Source passage:
*** Begin section ***

Values are expressed as mean ± SEM; n = 6; a = compared to negative control; b = compared to 100 mg/kg of butanol fraction; 1=p < 0.05; 2=p < 0.01; 3=p < 0.001. There was significant difference between day 0 and 4 within the group. D0 = pretreatment on day zero; D4 = posttreatment on day five; ND = no death within 28 days.

The higher and middle doses of butanol fraction showed a significant effect (p < 0.01) on preventing body temperature drop compared to the negative control group on day 4 after infection (Figure 5). However, comparison between doses of this fraction did not show statistically significant differences. Besides, the aqueous and chloroform fractions failed to show any significant effect on body temperature (p > 0.05). Similarly, mice in all groups, except in the upper doses of butanol fraction and standard drug, had a significantly reduced temperature on day 4 in comparison with their own body temperature on day 0.

Figure 5

Effect of butanol (a), chloroform (b), and aqueous (c) fractions of O. europaea on rectal temperature of P. berghei infected mice. Preinfection = just before infection; D1 = day one; D2 = day two; D3 = day three; D4 = day four after infection.

3.6. Antimalarial Activity of the Isolated Compounds

The isolated compounds exhibited a dose-dependent chemosuppressive effects ranging from 14.79 to 38.19% (Table 7). Both doses of compound C significantly reduced parasitaemia level (p < 0.001) of mice compared to the negative control group. Upper dose of compound C produced the highest (38.19%) suppression compared to all doses of the isolated compounds. Moreover, mice which received the upper dose of the compound had longer MST (p < 0.05) than the mice in the negative control. Compound D also reduced parasitaemia level and prolonged MST significantly (p < 0.05) at its higher dose, but the compound showed inferior activity compared to compound C. Its lower dose did not even produce any significant effect on parasitaemia and MST. On the other hand, neither of the isolated compounds showed suppressive effects comparable with that of the standard drug.

Table 7

Effect of compounds C and D on parasitaemia of P. berghei infected mice.

Treatment	Dose (mg/kg)	Antimalarial activities
		% parasitaemia ± SEM	% suppression
Compound C	100	32.44 ± 0.83	24.82a3
	200	26.67 ± 0.69	38.19a3b2
Compound D	100	36.77 ± 0.51	14.79
	200	34.49 ± 2.03	20.07a2
Dist. water	10 ml/kg	43.15 ± 1.49	0.00
Chloroquine	25	0.00	100AD3

Values are expressed as mean ± SEM; n = 6; a = compared to negative control; b = compared to 100 mg/kg of compound C; AD = compared to all doses; 2=p < 0.01; 3=p < 0.001.

*** End section ***

Task requirements:
[a] From the antimalarial study excerpt, reproduce the passage that begins at the words "The higher and" and stops after the words "four after infection.".
[b] In the antimalarial study excerpt, what was the highest percent suppression produced by any dose of the isolated compounds, and which compound and dose produced it?
[c] Rewrite the paragraph of the antimalarial study excerpt that begins "The higher and middle doses of butanol fraction" as a short bulleted list, keeping its main facts.

Saved data entries:
*** Begin section ***

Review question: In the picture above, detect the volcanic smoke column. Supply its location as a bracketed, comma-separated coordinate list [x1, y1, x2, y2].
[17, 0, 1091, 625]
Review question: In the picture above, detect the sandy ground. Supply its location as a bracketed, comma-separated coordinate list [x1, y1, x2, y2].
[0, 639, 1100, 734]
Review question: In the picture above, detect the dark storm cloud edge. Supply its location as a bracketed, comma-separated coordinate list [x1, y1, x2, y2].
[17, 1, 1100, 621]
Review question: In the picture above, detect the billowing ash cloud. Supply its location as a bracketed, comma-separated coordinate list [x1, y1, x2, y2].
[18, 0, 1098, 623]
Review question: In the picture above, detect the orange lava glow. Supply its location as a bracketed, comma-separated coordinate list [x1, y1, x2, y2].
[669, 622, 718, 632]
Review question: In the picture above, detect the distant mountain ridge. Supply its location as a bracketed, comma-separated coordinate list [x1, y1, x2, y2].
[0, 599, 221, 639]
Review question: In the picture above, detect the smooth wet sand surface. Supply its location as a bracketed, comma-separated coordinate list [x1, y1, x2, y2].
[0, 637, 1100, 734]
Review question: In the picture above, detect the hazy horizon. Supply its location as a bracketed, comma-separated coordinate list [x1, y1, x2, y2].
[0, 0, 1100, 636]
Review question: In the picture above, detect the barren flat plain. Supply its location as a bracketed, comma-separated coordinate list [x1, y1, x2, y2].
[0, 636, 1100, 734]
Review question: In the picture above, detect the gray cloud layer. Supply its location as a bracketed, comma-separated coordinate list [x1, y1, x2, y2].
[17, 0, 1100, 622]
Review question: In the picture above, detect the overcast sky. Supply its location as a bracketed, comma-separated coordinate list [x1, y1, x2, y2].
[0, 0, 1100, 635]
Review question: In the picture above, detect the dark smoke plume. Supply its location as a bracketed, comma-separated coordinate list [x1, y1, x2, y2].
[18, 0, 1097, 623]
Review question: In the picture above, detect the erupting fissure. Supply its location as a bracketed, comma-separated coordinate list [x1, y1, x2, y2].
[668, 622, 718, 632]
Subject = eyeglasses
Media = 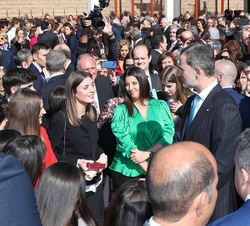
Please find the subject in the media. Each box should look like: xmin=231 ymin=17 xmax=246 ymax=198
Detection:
xmin=218 ymin=56 xmax=232 ymax=61
xmin=125 ymin=64 xmax=134 ymax=68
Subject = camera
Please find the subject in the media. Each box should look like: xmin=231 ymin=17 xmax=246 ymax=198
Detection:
xmin=86 ymin=0 xmax=110 ymax=30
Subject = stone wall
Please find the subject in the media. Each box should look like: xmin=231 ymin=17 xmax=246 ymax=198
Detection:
xmin=0 ymin=0 xmax=244 ymax=18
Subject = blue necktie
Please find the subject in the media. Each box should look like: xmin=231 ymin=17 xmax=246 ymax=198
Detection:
xmin=186 ymin=95 xmax=200 ymax=131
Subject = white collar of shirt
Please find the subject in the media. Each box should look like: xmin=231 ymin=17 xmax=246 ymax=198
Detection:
xmin=222 ymin=86 xmax=233 ymax=89
xmin=154 ymin=49 xmax=162 ymax=54
xmin=65 ymin=60 xmax=71 ymax=70
xmin=33 ymin=62 xmax=43 ymax=73
xmin=148 ymin=217 xmax=161 ymax=226
xmin=48 ymin=72 xmax=63 ymax=78
xmin=245 ymin=194 xmax=250 ymax=202
xmin=197 ymin=80 xmax=218 ymax=101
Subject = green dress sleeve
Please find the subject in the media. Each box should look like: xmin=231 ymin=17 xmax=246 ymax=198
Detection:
xmin=111 ymin=104 xmax=137 ymax=158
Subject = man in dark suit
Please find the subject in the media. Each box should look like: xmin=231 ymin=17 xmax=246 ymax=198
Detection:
xmin=0 ymin=50 xmax=16 ymax=70
xmin=167 ymin=24 xmax=180 ymax=52
xmin=28 ymin=43 xmax=49 ymax=92
xmin=129 ymin=27 xmax=143 ymax=48
xmin=132 ymin=44 xmax=161 ymax=91
xmin=215 ymin=60 xmax=250 ymax=131
xmin=37 ymin=21 xmax=59 ymax=49
xmin=41 ymin=50 xmax=67 ymax=111
xmin=0 ymin=152 xmax=42 ymax=226
xmin=77 ymin=53 xmax=114 ymax=113
xmin=150 ymin=34 xmax=167 ymax=71
xmin=54 ymin=43 xmax=75 ymax=77
xmin=143 ymin=142 xmax=218 ymax=226
xmin=209 ymin=129 xmax=250 ymax=226
xmin=160 ymin=17 xmax=169 ymax=41
xmin=3 ymin=68 xmax=36 ymax=100
xmin=178 ymin=43 xmax=241 ymax=222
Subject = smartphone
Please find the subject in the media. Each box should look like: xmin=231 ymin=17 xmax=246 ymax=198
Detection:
xmin=87 ymin=162 xmax=105 ymax=170
xmin=102 ymin=61 xmax=117 ymax=69
xmin=189 ymin=40 xmax=202 ymax=44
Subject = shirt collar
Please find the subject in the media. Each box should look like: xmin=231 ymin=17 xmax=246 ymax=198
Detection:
xmin=197 ymin=80 xmax=218 ymax=101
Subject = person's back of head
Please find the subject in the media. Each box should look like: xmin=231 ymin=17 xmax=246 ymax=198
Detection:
xmin=150 ymin=34 xmax=164 ymax=49
xmin=104 ymin=179 xmax=152 ymax=226
xmin=215 ymin=60 xmax=237 ymax=87
xmin=146 ymin=142 xmax=218 ymax=226
xmin=181 ymin=43 xmax=215 ymax=78
xmin=0 ymin=129 xmax=22 ymax=151
xmin=36 ymin=162 xmax=97 ymax=226
xmin=54 ymin=43 xmax=71 ymax=60
xmin=3 ymin=68 xmax=37 ymax=96
xmin=129 ymin=27 xmax=141 ymax=40
xmin=46 ymin=50 xmax=66 ymax=73
xmin=41 ymin=20 xmax=49 ymax=31
xmin=16 ymin=48 xmax=33 ymax=68
xmin=2 ymin=135 xmax=45 ymax=186
xmin=31 ymin=43 xmax=49 ymax=55
xmin=48 ymin=86 xmax=66 ymax=114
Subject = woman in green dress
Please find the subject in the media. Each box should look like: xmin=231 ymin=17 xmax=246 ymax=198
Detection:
xmin=110 ymin=67 xmax=174 ymax=189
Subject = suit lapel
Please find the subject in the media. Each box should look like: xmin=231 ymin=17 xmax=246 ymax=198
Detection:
xmin=183 ymin=85 xmax=221 ymax=139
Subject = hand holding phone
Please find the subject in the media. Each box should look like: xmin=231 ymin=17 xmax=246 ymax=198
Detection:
xmin=87 ymin=162 xmax=105 ymax=170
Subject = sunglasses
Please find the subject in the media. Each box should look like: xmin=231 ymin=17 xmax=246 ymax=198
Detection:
xmin=218 ymin=56 xmax=232 ymax=61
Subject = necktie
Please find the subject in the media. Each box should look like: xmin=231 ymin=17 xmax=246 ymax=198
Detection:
xmin=40 ymin=71 xmax=47 ymax=83
xmin=186 ymin=95 xmax=200 ymax=131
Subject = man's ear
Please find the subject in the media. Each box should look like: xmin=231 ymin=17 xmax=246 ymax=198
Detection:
xmin=10 ymin=86 xmax=17 ymax=95
xmin=194 ymin=192 xmax=210 ymax=217
xmin=240 ymin=169 xmax=250 ymax=186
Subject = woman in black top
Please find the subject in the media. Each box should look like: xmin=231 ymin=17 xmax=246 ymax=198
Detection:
xmin=48 ymin=71 xmax=107 ymax=225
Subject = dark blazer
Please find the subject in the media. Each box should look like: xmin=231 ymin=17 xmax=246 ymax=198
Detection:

*** End section ***

Response list:
[a]
The higher and middle doses of butanol fraction showed a significant effect (p < 0.01) on preventing body temperature drop compared to the negative control group on day 4 after infection (Figure 5). However, comparison between doses of this fraction did not show statistically significant differences. Besides, the aqueous and chloroform fractions failed to show any significant effect on body temperature (p > 0.05). Similarly, mice in all groups, except in the upper doses of butanol fraction and standard drug, had a significantly reduced temperature on day 4 in comparison with their own body temperature on day 0.

Figure 5

Effect of butanol (a), chloroform (b), and aqueous (c) fractions of O. europaea on rectal temperature of P. berghei infected mice. Preinfection = just before infection; D1 = day one; D2 = day two; D3 = day three; D4 = day four after infection.

[b] 38.19%, produced by the upper (200 mg/kg) dose of compound C.

[c]
- The higher and middle doses of the butanol fraction significantly prevented a drop in body temperature (p < 0.01) compared to the negative control on day 4 after infection (Figure 5).
- Differences between doses of the butanol fraction were not statistically significant.
- The aqueous and chloroform fractions had no significant effect on body temperature (p > 0.05).
- Except for mice given the upper doses of the butanol fraction and the standard drug, mice in all groups had a significantly lower temperature on day 4 than on day 0.